▸ **TASKS AND EXERCISES**:
**1.** Answer these questions about the Artifactory blog post, one per line:
(a) Which pricing did the customer splurge for?
(b) What two capabilities does the Enterprise Edition of Artifactory provide, according to the post?
(c) To which service was the management overhead of the external database offloaded?
**2.** Copy the Artifactory blog post word for word, from "Been playing around" up to and including "avenues for resiliency.".
**3.** Write the next part of the blog post about deploying Artifactory on AWS, picking up after its last sentence.

I finish out by going back and setting up branch-protection and my push-rules and CI-test integrations. Life is good again.

Wednesday, May 17, 2017

The Savings Are In The POST

Been playing around with Artifactory for a client looking to implement a full CI/CD toolchain. My customer has an interesting budgeting method: they're better able to afford sunk costs than recurring costs. So, they splurged for the Enterprise Edition pricing but asked me to try to deploy it in a "cost-aware" fashion.

Two nice things that the Enterprise Edition of artifactory gives you: the ability to store artifacts directly to lower-cost "cloud" storage tiers and the ability to cluster. Initially, I wasn't going to bother with the latter: while the customer is concerned about reliability, the "cost-aware" method for running things means that design-resiliency is more critical than absolute availability/uptime. Having two or more nodes running didn't initially make sense, so I set the clustering component aside, and explored other avenues for resiliency.

The first phase of resiliency was externalizing stuff that was easily persisted.

Artifactory keeps much of its configuration and tracking information in a database. We're deploying the toolchain into AWS, so, offloading the management overhead of an external database to RDS was pretty much a no-brainer.

▸ **GIVEN INFORMATION**:
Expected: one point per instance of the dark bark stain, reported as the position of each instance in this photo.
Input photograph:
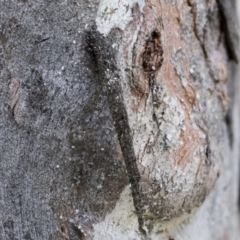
(153, 54)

▸ **ANSWERS BY TASK**:
**1.**
(a) The Enterprise Edition pricing.
(b) The ability to store artifacts directly to lower-cost "cloud" storage tiers, and the ability to cluster.
(c) RDS.

**2.**
Been playing around with Artifactory for a client looking to implement a full CI/CD toolchain. My customer has an interesting budgeting method: they're better able to afford sunk costs than recurring costs. So, they splurged for the Enterprise Edition pricing but asked me to try to deploy it in a "cost-aware" fashion.

Two nice things that the Enterprise Edition of artifactory gives you: the ability to store artifacts directly to lower-cost "cloud" storage tiers and the ability to cluster. Initially, I wasn't going to bother with the latter: while the customer is concerned about reliability, the "cost-aware" method for running things means that design-resiliency is more critical than absolute availability/uptime. Having two or more nodes running didn't initially make sense, so I set the clustering component aside, and explored other avenues for resiliency.

**3.**
When you have the Enterprise Edition entitlements, Artifactory lets you externalize the storage of artifacts to cloud-storage. For a cost-aware deployment, storing gigabytes of data in S3 is much more economical than storing in an EBS volume. Storing it in S3 also means that the data has a high-degree of availability and protection right out of the box. Artifactory also makes it fairly trivial to set up storage tiering. This meant I was able to configure the application to stage recently-written or fetched data in either an SSD-backed EBS volume or leverage instance storage (fast, ephemeral storage). I could then let the tiering move data to S3 either as the local filesystem became full or the recently-written or fetched data aged.

With some of the other stuff I automated, once you had configuration and object data externalized, resiliency was fairly easy to accommodate. You could kill the running instance (or let a faulty one die), spin up a new instance, automate the install of the binaries and the sucking-down of any stub-data needed to get the replacement host knitted back to the external data-services. I assumed that Artifactory was going to be the same case.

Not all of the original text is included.